DOCUMENT TEXT:
The Commerce Department’s Bureau of Industry and Security published the final rule Monday that fundamentally changes how Entity List restrictions apply to corporate affiliates. Under previous standards, only specifically named entities faced restrictions on accessing U.S. technology and products. The new regulation automatically subjects subsidiaries meeting the 50% ownership threshold to the same stringent controls as their parent companies.

Commerce Department officials stated the change addresses “diversion concerns” where restricted entities create new foreign companies to circumvent export controls. The Federal Register notice explains that current standards “exclude entities that are not specifically placed on the ‘entity list,’ regardless of their affiliation with targeted companies.” This gap has allowed restricted entities to continue accessing sensitive U.S. technology through subsidiary networks, particularly in jurisdictions where corporate transparency is limited.

Immediate Impact on Chinese Companies

The expansion will disproportionately affect Chinese businesses given Washington’s extensive targeting of China-based entities in recent years. The Entity List currently includes hundreds of Chinese companies across sectors from semiconductors to artificial intelligence. Many maintain complex subsidiary structures across multiple jurisdictions, which will now fall under the expanded restrictions.

China’s Ministry of Commerce responded swiftly, calling the move “malicious” and accusing the U.S. of “overstretching the concept of national security and abusing export controls.” In an official statement, a ministry spokesperson said Beijing would “take necessary measures to safeguard the rights and interests of its companies.” The timing is particularly sensitive as Washington and Beijing continue trade and economic talks addressing tit-for-tat tariffs and other longstanding disputes.

(Point placement records)
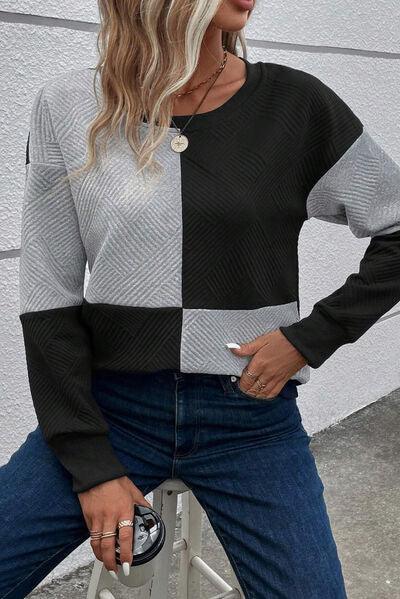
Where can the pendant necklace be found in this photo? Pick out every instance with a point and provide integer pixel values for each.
(180, 142)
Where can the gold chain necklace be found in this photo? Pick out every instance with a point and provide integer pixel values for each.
(180, 142)
(208, 78)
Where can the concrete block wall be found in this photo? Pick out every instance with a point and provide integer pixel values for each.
(353, 47)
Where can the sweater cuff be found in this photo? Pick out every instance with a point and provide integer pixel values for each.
(90, 459)
(316, 337)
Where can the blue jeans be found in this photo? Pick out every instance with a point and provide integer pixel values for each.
(247, 461)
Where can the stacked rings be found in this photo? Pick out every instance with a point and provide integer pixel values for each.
(97, 534)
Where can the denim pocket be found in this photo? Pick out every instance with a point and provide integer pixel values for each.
(231, 386)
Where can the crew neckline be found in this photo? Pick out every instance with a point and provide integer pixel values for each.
(211, 117)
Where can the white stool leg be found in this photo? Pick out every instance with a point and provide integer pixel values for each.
(164, 502)
(99, 581)
(189, 577)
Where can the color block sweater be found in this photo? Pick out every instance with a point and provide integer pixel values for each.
(206, 256)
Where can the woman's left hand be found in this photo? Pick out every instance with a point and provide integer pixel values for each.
(274, 361)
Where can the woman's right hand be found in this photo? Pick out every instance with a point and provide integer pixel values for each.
(103, 506)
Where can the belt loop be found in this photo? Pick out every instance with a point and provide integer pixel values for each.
(227, 383)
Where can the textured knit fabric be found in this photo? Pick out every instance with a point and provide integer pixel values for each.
(205, 256)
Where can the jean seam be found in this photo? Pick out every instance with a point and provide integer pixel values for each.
(42, 563)
(195, 445)
(225, 545)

INSTRUCTIONS:
#1 According to the article on the Entity List rule, what ownership threshold makes a subsidiary subject to the same controls as its parent company?
#2 Extract each line of the records that contains the word "block".

FULL ANSWERS:
#1 A subsidiary that meets the 50% ownership threshold.

#2
Where can the concrete block wall be found in this photo? Pick out every instance with a point and provide integer pixel values for each.
Where can the color block sweater be found in this photo? Pick out every instance with a point and provide integer pixel values for each.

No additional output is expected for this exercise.